* _PROVIDED TEXT_:
^^^^^^^^
International Journal on Magnetic Particle Imaging IJMPI
Vol. 8 No. 1 Suppl 1 (2022): Int J Mag Part Imag
https://doi.org/10.18416/IJMPI.2022.2203076

Proceedings Articles

Multi-Channel Current Control System for Coupled Multi-Coil Arrays

Main Article Content

Fynn Foerger (UKE Hamburg), Jan-Philipp Scheel , Florian Thieben (Section for Biomedical Imaging, University Medical Center Hamburg-Eppendorf, Hamburg, Germany; Institute for Biomedical Imaging, Hamburg University of Technology, Hamburg, Germany), Fabian Mohn (Section for Biomedical Imaging, University Medical Center Hamburg-Eppendorf, Hamburg, Germany; Institute for Biomedical Imaging, Hamburg University of Technology, Hamburg, Germany), Tobias Knopp (Section for Biomedical Imaging, University Medical Center Hamburg-Eppendorf, Hamburg, Germany; Institute for Biomedical Imaging, Hamburg University of Technology, Hamburg, Germany), Matthias Graeser (Section for Biomedical Imaging, University Medical Center Hamburg-Eppendorf, Hamburg, Germany; Institute for Biomedical Imaging, Hamburg University of Technology, Hamburg, Germany Fraunhofer Research Institute for Individualized and Cell-based Medicine, Lübeck, Germany; Institute of Medical Engineering, University of Lübeck, Lübeck, Germany)

Abstract

For imaging and force experiments in Magnetic Particle Imaging several field generating coils are required to produce sufficiently high and flexible magnetic fields. To minimize power consumption, coils with iron cores are the best choice for low and medium frequency ranges. Such coils have comparatively high reactance and often are inductively coupled. The trivial approach to ensure target currents is to provide each coil with a current controlled source resulting in high system complexity and high costs. This paper presents a circuit design to distribute bipolar target currents from a single unipolar source with high accuracy, reducing unwanted coil coupling by a feedback controller. Thus, the number of current sources can be significantly reduced. With a regenerative concept, reactive power is stored and can be reused, allowing efficient and fast current switching.
^^^^^^^^
* _DATA UNDER STUDY_:

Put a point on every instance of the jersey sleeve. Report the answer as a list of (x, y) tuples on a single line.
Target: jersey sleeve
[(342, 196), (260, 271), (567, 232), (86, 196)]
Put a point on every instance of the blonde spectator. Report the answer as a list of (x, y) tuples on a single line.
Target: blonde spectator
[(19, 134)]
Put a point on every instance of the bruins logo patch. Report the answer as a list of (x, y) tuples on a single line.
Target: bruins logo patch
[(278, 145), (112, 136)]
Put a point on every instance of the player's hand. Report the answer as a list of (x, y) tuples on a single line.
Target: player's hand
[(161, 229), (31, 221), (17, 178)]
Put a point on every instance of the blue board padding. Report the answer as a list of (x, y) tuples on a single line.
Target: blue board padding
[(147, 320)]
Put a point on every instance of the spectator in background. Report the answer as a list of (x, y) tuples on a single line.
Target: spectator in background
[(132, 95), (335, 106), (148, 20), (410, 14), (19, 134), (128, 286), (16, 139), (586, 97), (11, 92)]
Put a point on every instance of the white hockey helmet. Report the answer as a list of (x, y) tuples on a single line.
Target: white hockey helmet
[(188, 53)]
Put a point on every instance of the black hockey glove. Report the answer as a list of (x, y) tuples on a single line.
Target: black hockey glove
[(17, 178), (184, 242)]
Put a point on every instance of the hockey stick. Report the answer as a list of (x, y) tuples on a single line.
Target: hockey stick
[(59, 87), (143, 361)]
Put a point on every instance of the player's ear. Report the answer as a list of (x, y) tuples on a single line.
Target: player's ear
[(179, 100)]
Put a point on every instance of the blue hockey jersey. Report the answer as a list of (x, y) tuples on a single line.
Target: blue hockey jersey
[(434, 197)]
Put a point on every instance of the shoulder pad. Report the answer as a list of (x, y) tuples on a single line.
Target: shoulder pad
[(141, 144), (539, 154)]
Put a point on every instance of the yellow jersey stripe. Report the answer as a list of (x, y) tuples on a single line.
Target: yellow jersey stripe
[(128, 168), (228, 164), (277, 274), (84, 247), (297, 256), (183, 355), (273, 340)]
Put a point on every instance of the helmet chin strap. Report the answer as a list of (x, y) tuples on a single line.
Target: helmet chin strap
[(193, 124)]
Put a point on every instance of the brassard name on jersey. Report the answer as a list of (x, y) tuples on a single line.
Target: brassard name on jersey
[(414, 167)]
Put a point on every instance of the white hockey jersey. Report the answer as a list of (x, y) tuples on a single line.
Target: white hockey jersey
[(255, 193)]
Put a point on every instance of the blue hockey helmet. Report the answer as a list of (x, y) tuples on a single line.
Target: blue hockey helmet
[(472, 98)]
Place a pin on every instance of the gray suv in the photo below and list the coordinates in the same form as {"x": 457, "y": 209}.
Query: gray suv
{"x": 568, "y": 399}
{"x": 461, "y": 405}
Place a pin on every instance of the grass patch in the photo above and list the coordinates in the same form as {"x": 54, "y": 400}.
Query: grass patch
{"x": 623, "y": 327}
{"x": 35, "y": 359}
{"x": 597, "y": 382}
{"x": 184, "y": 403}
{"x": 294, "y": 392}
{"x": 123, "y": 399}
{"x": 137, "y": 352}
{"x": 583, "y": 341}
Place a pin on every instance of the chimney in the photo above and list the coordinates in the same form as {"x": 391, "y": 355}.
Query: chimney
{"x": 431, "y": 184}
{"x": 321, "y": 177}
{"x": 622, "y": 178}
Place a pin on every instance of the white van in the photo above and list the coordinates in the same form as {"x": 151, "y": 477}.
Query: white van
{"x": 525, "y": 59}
^^^^^^^^
* _EXERCISE 1_:
Condense the paragraph of the multi-coil article that begins "For imaging and force experiments" into a shorter bulleted list that keeps its main facts.
* _EXERCISE 2_:
Return the part of the multi-coil article from "For imaging and" up to and including "fast current switching.", copied word for word.
Use only the multi-coil article and nothing else.

* _WORKED SOLUTION 1_:
- Magnetic Particle Imaging needs several field-generating coils for imaging and force experiments to produce strong, flexible magnetic fields.
- Iron-core coils minimize power consumption at low and medium frequencies, but they have high reactance and are often inductively coupled.
- Giving each coil its own current-controlled source works but is complex and costly.
- The paper presents a circuit that distributes bipolar target currents from one unipolar source with high accuracy, using a feedback controller to reduce unwanted coil coupling.
- This significantly reduces the number of current sources needed.
- A regenerative concept stores and reuses reactive power, allowing efficient, fast current switching.

* _WORKED SOLUTION 2_:
For imaging and force experiments in Magnetic Particle Imaging several field generating coils are required to produce sufficiently high and flexible magnetic fields. To minimize power consumption, coils with iron cores are the best choice for low and medium frequency ranges. Such coils have comparatively high reactance and often are inductively coupled. The trivial approach to ensure target currents is to provide each coil with a current controlled source resulting in high system complexity and high costs. This paper presents a circuit design to distribute bipolar target currents from a single unipolar source with high accuracy, reducing unwanted coil coupling by a feedback controller. Thus, the number of current sources can be significantly reduced. With a regenerative concept, reactive power is stored and can be reused, allowing efficient and fast current switching.